> Text segment
%%
Sampling Depth: Measured in bits per sample indicates the number of data points of audio. An 8-bit sample depth indicates a 2^8 = 256 distinct amplitudes for each audio sample. Higher the sample depth, better the quality. This is analogous to image processing where higher number of bits indicate higher quality.
Sine wave: Curve representing periodic oscillations of constant amplitude. Considered the most fundamental of sound. A sine wave can be easily recognized by the ear. Since sine waves consist of a single frequency, it’s used to depict/test audio.
In 1822, French mathematician Joseph Fourier discovered that sinusoidal waves can be used as simple building blocks to describe and approximate any periodic waveform, including square waves. Fourier used it as an analytical tool in the study of waves and heat flow. It is frequently used in signal processing and the statistical analysis of time series.
- Wave: Uncompressed at chosen bit rate and sampling speed. Takes up memory and space.
- AIFF: Audio Interchange File Format (AIFF): Uncompressed file format (originally from Apple). High level of device compatibility and used in situations for mastering files for audio captured live digitally.
- MP3: Compressed Audio layer of the larger MPEG video file format.Smaller sizes and poorer quality that the formats above. Compresses data using a 128 kbit/s setting that results in a file about 1/11th of the size of the data.
- MIDI: Musical Instrument Digital Interface – commonly defined as a set of instructions instructing the computers sound card on creating music.Small in size and control notes of each instrument, loudness, scale, pitch etc.
Tracks, Files and Editing
- Cycling: Usually refers to musical cycles formed by a group of cycles.Useful for arrangements and re-arrangements
- Comping: Process where you use the best parts of multiple takes and piece them together for one take.DAWS such as ProTools allow multiple takes that are stocked in a folder in a single track.
- Destructive editing: Editing in which changes are permanently written to the audio file. Though these can usually be undone based on the DAW undo history in reverse order. Helps when you have less processing power and need to see changes applied immediately and in case where you know you don’t want to repeat that change again. Non-destructive editing uses computer processing power to make changes on the fly.
- Fades: Fades are progressive increases (fade-in) or decreases (fade-out) of audio signals. Most commonly used when no obvious ending of a song. Crossfades are transitional regions that can bridge regions so the ending of one fades into another.
MIDI
- Controllers: Hardware or software that generates and transmits MIDI data to MIDI-enabled devices, typically to trigger sounds and control parameters of an electronic music performance.
- Quantization: One of the more important concepts. Quantization has many meanings based on the task to be performed but in this context, it’s for making music with precision with respect to timing of notes. To compensate for human error on precision, quantization can help nail the right note at the mathematically perfect time. While great for MIDI note data, it does become challenging but a worthwhile effort to quantize MIDI tracks. Most DAWS have this built-in but this is not a magic wand to blow away all your problems. Quantization in my experience works best when Ive performed a track with acceptable level of timing.
- Velocity: Force with which a note is played and used to making MIDI sounds more human ( or more mechanical if thats the intent). This typically controls the volume of the note and can be used to control dynamics, filters, multiple samples and other functions.
Mixer
- Automation: Process where we can program the arrangements, level, EQ to change based on pre-determined pattern. For example automation to increase the reverb just before the chorus or add delays to a particular part in the mix.
%%
> Aim 1
Please convert the records, starting at their first line and ending at the line containing "M 120 79 L 119", into a JSON list of strings with one string per line, skipping blank lines and leaving out the pictures.
The audio glossary and the records come from separate sources.

> Provided information
%%
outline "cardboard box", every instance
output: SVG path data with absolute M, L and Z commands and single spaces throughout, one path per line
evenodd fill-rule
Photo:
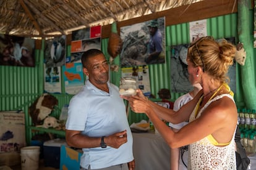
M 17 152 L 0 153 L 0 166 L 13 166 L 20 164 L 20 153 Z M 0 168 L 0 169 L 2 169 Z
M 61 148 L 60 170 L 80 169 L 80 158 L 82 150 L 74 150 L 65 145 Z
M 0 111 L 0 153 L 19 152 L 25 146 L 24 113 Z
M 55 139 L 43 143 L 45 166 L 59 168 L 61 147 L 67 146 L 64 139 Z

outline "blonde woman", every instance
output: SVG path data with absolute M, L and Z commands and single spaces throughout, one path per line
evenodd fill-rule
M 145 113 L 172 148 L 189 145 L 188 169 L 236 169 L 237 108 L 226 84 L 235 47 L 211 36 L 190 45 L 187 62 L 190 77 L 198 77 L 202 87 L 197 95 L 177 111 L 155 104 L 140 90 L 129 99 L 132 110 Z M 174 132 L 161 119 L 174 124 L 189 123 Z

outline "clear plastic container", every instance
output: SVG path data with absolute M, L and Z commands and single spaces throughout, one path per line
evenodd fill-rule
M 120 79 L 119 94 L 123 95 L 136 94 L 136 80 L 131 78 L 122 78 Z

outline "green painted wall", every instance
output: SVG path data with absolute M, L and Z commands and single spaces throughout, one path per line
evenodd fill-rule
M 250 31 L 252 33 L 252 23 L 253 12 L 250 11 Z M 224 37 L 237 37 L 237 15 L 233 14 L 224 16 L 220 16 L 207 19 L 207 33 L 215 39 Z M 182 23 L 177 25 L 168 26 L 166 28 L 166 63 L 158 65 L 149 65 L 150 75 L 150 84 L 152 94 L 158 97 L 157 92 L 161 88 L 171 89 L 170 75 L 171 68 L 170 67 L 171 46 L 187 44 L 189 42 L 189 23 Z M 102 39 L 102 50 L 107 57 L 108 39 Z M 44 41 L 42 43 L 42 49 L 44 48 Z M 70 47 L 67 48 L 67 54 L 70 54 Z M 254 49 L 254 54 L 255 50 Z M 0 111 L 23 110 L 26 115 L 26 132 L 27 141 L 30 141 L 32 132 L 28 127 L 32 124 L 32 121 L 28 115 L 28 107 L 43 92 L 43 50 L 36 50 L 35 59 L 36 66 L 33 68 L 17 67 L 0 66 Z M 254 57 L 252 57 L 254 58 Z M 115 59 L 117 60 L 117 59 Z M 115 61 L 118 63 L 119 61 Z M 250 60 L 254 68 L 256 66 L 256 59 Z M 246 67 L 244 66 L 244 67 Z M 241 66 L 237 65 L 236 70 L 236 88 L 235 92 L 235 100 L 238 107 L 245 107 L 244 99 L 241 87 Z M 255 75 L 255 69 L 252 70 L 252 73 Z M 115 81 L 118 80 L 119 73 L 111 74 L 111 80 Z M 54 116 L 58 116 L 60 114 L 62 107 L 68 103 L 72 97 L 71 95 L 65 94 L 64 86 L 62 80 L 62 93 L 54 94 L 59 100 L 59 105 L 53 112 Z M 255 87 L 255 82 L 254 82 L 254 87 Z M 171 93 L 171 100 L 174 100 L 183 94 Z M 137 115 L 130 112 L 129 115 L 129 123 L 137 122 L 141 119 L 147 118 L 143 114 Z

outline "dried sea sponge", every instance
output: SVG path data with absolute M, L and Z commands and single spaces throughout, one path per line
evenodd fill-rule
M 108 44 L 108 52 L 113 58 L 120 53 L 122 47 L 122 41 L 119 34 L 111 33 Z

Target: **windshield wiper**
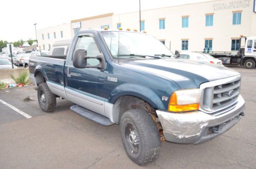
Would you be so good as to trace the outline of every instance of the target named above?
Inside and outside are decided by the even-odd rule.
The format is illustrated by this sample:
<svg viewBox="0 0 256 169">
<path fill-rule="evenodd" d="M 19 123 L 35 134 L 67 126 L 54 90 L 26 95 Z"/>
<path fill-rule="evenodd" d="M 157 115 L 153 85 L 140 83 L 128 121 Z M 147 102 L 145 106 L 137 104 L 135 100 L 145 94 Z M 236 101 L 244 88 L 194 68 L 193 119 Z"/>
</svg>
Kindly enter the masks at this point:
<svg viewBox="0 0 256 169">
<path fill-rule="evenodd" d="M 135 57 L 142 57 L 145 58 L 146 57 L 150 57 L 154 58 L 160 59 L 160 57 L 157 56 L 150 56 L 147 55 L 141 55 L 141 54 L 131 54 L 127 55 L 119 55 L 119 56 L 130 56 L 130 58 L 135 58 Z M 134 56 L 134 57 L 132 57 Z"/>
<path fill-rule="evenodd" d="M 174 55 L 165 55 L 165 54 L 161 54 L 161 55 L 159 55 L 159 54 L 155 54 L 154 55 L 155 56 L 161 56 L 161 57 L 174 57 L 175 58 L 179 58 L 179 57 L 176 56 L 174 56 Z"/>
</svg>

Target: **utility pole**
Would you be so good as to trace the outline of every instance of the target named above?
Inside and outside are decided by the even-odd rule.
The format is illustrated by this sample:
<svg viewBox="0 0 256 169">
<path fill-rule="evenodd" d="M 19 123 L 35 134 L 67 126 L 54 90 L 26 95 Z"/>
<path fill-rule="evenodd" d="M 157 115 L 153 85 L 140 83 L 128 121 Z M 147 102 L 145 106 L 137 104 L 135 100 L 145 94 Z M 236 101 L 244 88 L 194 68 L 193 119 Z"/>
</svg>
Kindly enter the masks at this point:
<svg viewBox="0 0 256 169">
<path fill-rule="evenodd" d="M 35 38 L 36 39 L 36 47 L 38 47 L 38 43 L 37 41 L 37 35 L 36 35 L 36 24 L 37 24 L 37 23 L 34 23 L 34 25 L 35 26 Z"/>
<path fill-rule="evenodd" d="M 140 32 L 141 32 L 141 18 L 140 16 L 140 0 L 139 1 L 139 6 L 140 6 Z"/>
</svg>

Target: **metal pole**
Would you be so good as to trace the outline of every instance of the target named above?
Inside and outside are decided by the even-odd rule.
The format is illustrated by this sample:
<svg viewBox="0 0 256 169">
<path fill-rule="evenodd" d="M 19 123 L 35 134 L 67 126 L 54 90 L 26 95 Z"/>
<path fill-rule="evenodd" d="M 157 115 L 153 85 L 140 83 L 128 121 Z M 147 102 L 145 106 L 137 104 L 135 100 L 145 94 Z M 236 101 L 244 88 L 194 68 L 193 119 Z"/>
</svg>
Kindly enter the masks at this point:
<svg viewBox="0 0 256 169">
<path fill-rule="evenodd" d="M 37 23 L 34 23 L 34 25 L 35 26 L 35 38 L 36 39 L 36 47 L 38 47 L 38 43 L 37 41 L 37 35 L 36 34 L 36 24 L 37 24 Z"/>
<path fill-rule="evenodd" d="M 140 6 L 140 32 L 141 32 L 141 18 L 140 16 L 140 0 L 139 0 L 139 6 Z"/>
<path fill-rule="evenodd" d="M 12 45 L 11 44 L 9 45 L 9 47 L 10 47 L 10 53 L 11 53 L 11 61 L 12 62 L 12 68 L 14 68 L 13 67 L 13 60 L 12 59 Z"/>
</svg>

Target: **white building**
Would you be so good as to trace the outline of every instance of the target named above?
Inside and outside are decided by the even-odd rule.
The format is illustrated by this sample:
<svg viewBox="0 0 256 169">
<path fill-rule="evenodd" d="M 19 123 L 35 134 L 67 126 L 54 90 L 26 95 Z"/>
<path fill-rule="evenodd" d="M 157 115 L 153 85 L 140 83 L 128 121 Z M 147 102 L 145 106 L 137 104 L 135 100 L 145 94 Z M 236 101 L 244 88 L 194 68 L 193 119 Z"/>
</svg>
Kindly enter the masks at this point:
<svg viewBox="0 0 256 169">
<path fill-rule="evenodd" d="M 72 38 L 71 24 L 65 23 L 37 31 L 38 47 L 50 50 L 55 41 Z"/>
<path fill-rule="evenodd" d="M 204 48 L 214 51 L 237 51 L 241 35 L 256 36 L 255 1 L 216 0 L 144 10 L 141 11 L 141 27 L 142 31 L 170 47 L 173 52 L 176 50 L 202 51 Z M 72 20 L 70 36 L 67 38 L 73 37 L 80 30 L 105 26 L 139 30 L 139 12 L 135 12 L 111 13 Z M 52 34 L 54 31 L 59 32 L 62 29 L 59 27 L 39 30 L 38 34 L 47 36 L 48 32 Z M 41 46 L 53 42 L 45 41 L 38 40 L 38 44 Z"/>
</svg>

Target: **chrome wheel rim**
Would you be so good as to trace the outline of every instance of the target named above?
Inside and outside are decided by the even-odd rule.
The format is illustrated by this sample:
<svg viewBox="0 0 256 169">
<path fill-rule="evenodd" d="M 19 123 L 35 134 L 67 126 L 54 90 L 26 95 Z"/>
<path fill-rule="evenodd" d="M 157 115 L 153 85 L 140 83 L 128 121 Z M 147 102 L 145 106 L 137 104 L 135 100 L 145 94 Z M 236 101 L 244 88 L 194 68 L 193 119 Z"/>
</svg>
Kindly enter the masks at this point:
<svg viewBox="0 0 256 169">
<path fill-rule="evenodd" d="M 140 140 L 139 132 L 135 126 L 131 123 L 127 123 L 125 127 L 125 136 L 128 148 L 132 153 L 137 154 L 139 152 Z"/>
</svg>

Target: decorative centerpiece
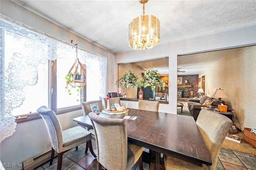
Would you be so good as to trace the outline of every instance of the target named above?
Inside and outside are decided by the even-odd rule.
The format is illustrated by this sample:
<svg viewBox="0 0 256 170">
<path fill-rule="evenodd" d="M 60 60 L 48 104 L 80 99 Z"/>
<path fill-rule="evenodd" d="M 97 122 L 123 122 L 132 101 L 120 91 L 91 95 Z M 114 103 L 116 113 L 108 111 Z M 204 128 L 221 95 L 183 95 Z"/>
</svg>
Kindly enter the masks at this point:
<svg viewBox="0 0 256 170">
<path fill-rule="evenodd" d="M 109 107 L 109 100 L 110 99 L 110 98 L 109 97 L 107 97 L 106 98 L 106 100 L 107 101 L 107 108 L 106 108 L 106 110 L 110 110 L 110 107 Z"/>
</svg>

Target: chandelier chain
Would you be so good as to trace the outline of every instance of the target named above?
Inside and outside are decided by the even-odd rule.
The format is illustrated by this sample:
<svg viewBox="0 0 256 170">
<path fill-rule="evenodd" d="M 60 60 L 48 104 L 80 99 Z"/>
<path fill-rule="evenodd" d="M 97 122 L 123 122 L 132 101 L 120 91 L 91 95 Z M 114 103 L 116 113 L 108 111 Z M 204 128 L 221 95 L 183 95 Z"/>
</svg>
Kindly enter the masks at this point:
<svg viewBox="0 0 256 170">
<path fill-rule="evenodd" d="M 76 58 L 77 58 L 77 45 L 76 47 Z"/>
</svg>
%%
> Aim 2
According to the audio glossary, how many distinct amplitudes does an 8-bit sample depth give for each audio sample?

> Right answer 1
[
  "outline \"cardboard box\", every instance",
  "output: SVG path data with absolute M, L and Z commands and single spaces throughout, one path per line",
  "evenodd fill-rule",
  "Photo:",
  "M 17 152 L 0 153 L 0 166 L 13 166 L 20 164 L 20 153 Z M 0 168 L 0 169 L 2 169 Z",
  "M 61 148 L 60 170 L 80 169 L 80 158 L 82 150 L 74 150 L 65 145 Z",
  "M 0 111 L 0 153 L 19 152 L 25 146 L 24 113 Z",
  "M 55 139 L 43 143 L 45 166 L 59 168 L 61 147 L 67 146 L 64 139 Z",
  "outline \"blonde woman\", every instance",
  "output: SVG path data with absolute M, L and Z commands and single spaces throughout, one path per line",
  "evenodd fill-rule",
  "M 145 113 L 172 148 L 189 145 L 188 169 L 236 169 L 237 108 L 226 84 L 235 47 L 211 36 L 190 45 L 187 62 L 190 77 L 198 77 L 202 87 L 197 95 L 177 111 L 155 104 L 140 90 L 129 99 L 132 110 Z M 174 132 L 161 119 L 174 124 L 189 123 Z",
  "outline \"clear plastic container\", every instance",
  "output: SVG path data with absolute M, L and Z commands and single spaces throughout, one path per line",
  "evenodd fill-rule",
  "M 120 79 L 119 94 L 123 95 L 136 94 L 136 80 L 131 78 L 122 78 Z"
]

> Right answer 2
256 distinct amplitudes (2^8).